**EXERCISE PROMPT**
Set down the data below word for word, and leave the images aside.
╭──
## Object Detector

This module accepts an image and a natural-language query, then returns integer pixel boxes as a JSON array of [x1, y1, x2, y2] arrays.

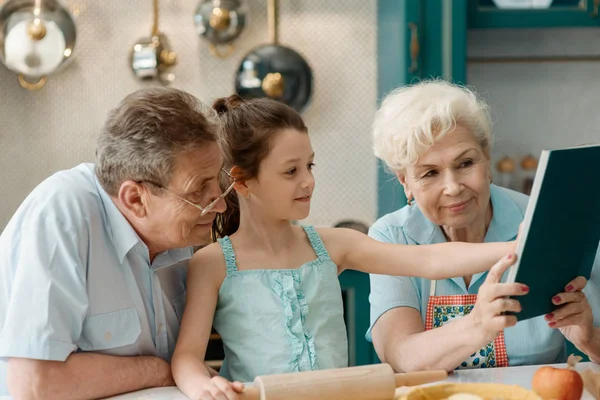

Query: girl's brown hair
[[212, 95, 308, 239]]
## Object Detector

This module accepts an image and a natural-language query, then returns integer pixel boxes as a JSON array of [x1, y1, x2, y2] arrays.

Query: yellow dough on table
[[446, 394, 485, 400], [401, 383, 541, 400]]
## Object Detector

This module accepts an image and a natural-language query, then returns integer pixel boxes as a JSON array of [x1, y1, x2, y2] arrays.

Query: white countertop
[[2, 362, 599, 400]]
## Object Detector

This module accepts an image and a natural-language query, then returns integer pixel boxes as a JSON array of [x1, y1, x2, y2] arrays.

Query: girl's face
[[245, 129, 315, 221]]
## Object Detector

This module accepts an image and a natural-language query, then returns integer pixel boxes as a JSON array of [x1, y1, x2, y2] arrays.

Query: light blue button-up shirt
[[0, 163, 192, 395], [367, 184, 600, 366]]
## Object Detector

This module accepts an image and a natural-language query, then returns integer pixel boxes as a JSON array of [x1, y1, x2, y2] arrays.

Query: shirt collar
[[94, 175, 194, 266], [484, 184, 524, 243], [403, 184, 523, 245], [95, 175, 141, 263], [402, 184, 525, 291]]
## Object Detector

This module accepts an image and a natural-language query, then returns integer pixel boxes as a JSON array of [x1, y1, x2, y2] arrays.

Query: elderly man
[[0, 88, 228, 399]]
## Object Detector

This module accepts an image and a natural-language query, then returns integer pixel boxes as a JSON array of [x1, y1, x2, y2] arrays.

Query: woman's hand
[[467, 254, 529, 346], [546, 276, 595, 348]]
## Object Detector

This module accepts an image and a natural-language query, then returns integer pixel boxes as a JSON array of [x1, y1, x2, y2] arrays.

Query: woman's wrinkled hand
[[546, 276, 595, 348], [468, 253, 529, 346]]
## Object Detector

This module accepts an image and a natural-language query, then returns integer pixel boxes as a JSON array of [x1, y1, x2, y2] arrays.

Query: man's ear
[[118, 180, 149, 218]]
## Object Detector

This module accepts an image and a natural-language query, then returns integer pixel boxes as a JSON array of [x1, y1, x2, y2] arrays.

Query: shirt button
[[158, 323, 164, 333], [105, 332, 112, 341]]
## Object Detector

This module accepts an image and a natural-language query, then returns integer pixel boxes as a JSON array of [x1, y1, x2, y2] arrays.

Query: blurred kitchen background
[[0, 0, 378, 230], [1, 0, 599, 367]]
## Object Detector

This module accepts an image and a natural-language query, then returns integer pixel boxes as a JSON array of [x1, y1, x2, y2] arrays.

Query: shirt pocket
[[79, 308, 142, 351], [173, 290, 187, 321]]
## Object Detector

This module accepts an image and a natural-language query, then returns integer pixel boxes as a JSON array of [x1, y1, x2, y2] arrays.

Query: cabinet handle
[[408, 22, 419, 73], [591, 0, 599, 18]]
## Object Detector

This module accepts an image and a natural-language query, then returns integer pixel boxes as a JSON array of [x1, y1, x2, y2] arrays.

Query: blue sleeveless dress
[[213, 225, 348, 382]]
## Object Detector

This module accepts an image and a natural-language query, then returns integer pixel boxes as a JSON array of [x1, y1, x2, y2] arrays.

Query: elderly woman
[[368, 80, 600, 371]]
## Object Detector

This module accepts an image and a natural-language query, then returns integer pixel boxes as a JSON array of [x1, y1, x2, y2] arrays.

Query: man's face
[[141, 143, 227, 250]]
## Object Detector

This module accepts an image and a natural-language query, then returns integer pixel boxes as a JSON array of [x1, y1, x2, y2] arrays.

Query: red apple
[[532, 365, 584, 400]]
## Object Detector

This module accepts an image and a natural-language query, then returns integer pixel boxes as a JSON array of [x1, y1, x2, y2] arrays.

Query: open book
[[505, 143, 600, 321]]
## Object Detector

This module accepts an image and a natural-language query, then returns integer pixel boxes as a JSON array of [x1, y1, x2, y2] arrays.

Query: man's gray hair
[[96, 87, 218, 196]]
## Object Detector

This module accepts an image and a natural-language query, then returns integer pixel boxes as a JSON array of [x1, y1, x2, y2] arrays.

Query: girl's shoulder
[[311, 226, 359, 266], [188, 240, 228, 285]]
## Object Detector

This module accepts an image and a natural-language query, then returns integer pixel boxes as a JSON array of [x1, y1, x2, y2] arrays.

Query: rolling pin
[[239, 363, 448, 400]]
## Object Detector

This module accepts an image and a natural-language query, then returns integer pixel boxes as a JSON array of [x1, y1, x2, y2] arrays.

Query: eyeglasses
[[140, 168, 235, 216]]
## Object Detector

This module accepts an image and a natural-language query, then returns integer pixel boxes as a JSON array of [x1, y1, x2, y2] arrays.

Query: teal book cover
[[506, 144, 600, 321]]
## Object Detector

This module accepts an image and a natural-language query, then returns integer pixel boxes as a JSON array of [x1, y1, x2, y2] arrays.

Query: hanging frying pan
[[0, 0, 77, 91], [194, 0, 247, 58], [130, 0, 177, 84], [234, 0, 312, 113]]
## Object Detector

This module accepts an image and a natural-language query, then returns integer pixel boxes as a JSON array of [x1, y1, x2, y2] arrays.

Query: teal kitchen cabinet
[[377, 0, 468, 218], [469, 0, 600, 28], [338, 270, 374, 366], [351, 0, 469, 366]]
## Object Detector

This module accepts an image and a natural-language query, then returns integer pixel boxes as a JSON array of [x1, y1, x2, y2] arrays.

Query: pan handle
[[151, 0, 159, 35], [209, 43, 234, 58], [18, 74, 46, 91], [268, 0, 278, 44], [394, 369, 448, 387]]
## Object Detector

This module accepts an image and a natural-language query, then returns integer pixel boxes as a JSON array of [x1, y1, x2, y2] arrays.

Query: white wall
[[468, 28, 600, 191], [0, 0, 378, 229]]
╰──
**RESPONSE FOR THIS EXERCISE**
## Object Detector

This module accepts an image and a natural-language query, then returns integer pixel boxes as a JSON array of [x1, y1, x2, y2] arrays.


Query: girl's brown hair
[[212, 95, 308, 239]]
## Object Detector

This module accepts an image and a natural-language query, then returns integer pixel boxes as a JSON array of [x1, y1, x2, y2] arrays.

Query: yellow dough on table
[[446, 394, 485, 400], [401, 383, 541, 400]]
## Object Detector

This module accepts an image and a natural-language query, then returns integer pixel boxes as a JSON array of [x1, y1, x2, y2] arrays.

Query: white countertop
[[2, 362, 599, 400]]
## Object Detector

This module accepts an image and a natural-language query, then returns integer pixel boxes as a JSON array of [x1, y1, x2, y2] arrays.

Query: girl's face
[[245, 129, 315, 221]]
## Object Detector

This module accepts an image and a natural-language query, then returns integer pixel boxes as a JSON array of [x1, y1, x2, y2] arrays.

Query: light blue button-up shirt
[[0, 163, 192, 395], [367, 184, 600, 366]]
## Object Detector

This module accepts an image and a natural-language query, then returns integer pixel boxes as a JSON array of [x1, y1, x2, y2] arrays.

Query: shirt collar
[[94, 175, 194, 266], [484, 184, 524, 243], [403, 184, 523, 245], [95, 175, 141, 263], [402, 184, 525, 291]]
## Object Detector

This module accepts an image and a natural-language query, then returns integer pixel boxes as a JSON array of [x1, y1, x2, y2] arrays.

Query: elderly man
[[0, 88, 228, 399]]
## Object Detector

This module accepts an image and a natural-language query, then returns integer pixel boxes as a JSON array of [x1, y1, x2, y2] arrays.

Query: woman's hand
[[467, 254, 529, 346], [546, 276, 595, 348]]
## Object Detector

This module accepts an image and a natural-language query, then returns integer pixel boxes as a JSON array of [x1, y1, x2, y2] arrays.

Query: woman's wrinkled hand
[[546, 276, 595, 348], [468, 253, 529, 346]]
## Object Detector

This module accepts an image and a natural-language query, then returns integer pixel boxes as a JSON array of [x1, y1, x2, y2] arrays.

Query: man's ear
[[118, 180, 149, 218]]
## Object Detector

This module accepts an image and a natural-language query, then returns integer pixel boxes as a JSON array of [x1, y1, x2, y2] arrays.

Query: shirt button
[[158, 323, 164, 333], [105, 332, 112, 341]]
## Object Detector

This module accepts an image and a natural-language query, then returns integer pixel boxes as a JSON array of [x1, y1, x2, y2] arrays.

Query: blurred kitchen background
[[0, 0, 378, 230], [1, 0, 599, 367]]
## Object Detector

This module accepts an image and a natural-language query, then returns integer pixel boxes as a JSON array of [x1, y1, x2, y2] arrays.

Query: shirt pocket
[[79, 308, 142, 351], [173, 290, 187, 321]]
## Object Detector

This module accepts an image and a natural-language query, then returns integer pixel boxes as a JSON array of [x1, y1, x2, y2] arrays.

Query: cabinet handle
[[408, 22, 419, 73], [591, 0, 599, 18]]
## Object Detector

This module accepts an image and a natural-language query, then returns integer pixel boxes as a JSON array of [x1, y1, x2, y2] arrays.

Query: blue sleeveless dress
[[213, 225, 348, 382]]
## Object Detector

This module accepts an image and a natural-language query, then returns integer pixel boxes as a JSON array of [x1, y1, x2, y2] arrays.

Query: elderly woman
[[368, 80, 600, 371]]
## Object Detector

This module accepts an image and a natural-language query, then returns integer pixel boxes as a JSON array of [x1, y1, x2, y2] arrays.

Query: man's face
[[141, 143, 227, 250]]
## Object Detector

This module accepts an image and a natural-language query, then returns integer pixel boxes as a JSON array of [x1, y1, x2, y2] arrays.

Query: red apple
[[532, 365, 584, 400]]
## Object Detector

This module accepts an image and a natural-language query, then returns integer pixel boxes as a JSON array of [x1, y1, x2, y2] arrays.

Query: open book
[[505, 143, 600, 321]]
## Object Detector

This module accepts an image and a natural-language query, then returns integer pixel boxes as a JSON array of [x1, y1, x2, y2] arrays.

Query: man's gray hair
[[96, 87, 218, 196]]
## Object Detector

This module accepts an image and a natural-language query, then returns integer pixel boxes as a JSON array of [x1, y1, x2, y2] arrays.

Query: girl's shoulder
[[311, 226, 359, 266], [188, 240, 228, 285]]
## Object Detector

This module accepts an image and a natural-language query, then returns integer pixel boxes as a JSON array of [x1, y1, x2, y2] arrays.

Query: rolling pin
[[239, 363, 448, 400]]
## Object Detector

This module accepts an image and a natural-language query, then returns integer pixel boxes as a JSON array of [x1, y1, x2, y2] arrays.

Query: eyeglasses
[[140, 168, 235, 216]]
## Object Detector

This module accepts an image and a natural-language query, then returns integer pixel boxes as a JSON array of [x1, y1, x2, y2] arrays.

Query: teal book cover
[[506, 144, 600, 321]]
## Object Detector

This module accepts an image and a natural-language query, then returns integer pixel boxes as a JSON array of [x1, y1, x2, y2] arrays.

Query: hanging frying pan
[[0, 0, 77, 91], [194, 0, 247, 58], [130, 0, 177, 84], [234, 0, 312, 113]]
## Object Detector

This module accepts an image and a natural-language query, then returns integer pixel boxes as a JSON array of [x1, y1, x2, y2] arrays.

Query: teal kitchen cabinet
[[377, 0, 468, 218], [469, 0, 600, 28], [338, 270, 374, 366], [351, 0, 469, 366]]
## Object Detector

This module accepts an image and a natural-language query, then returns integer pixel boxes as a JSON array of [x1, y1, x2, y2] arrays.

Query: pan handle
[[151, 0, 159, 35], [209, 43, 234, 58], [18, 74, 46, 91], [268, 0, 278, 44], [394, 369, 448, 387]]
## Object Detector

This module accepts an image and a natural-language query, then returns integer pixel boxes as a JSON array of [x1, y1, x2, y2] arrays.

Query: white wall
[[468, 28, 600, 191], [0, 0, 378, 229]]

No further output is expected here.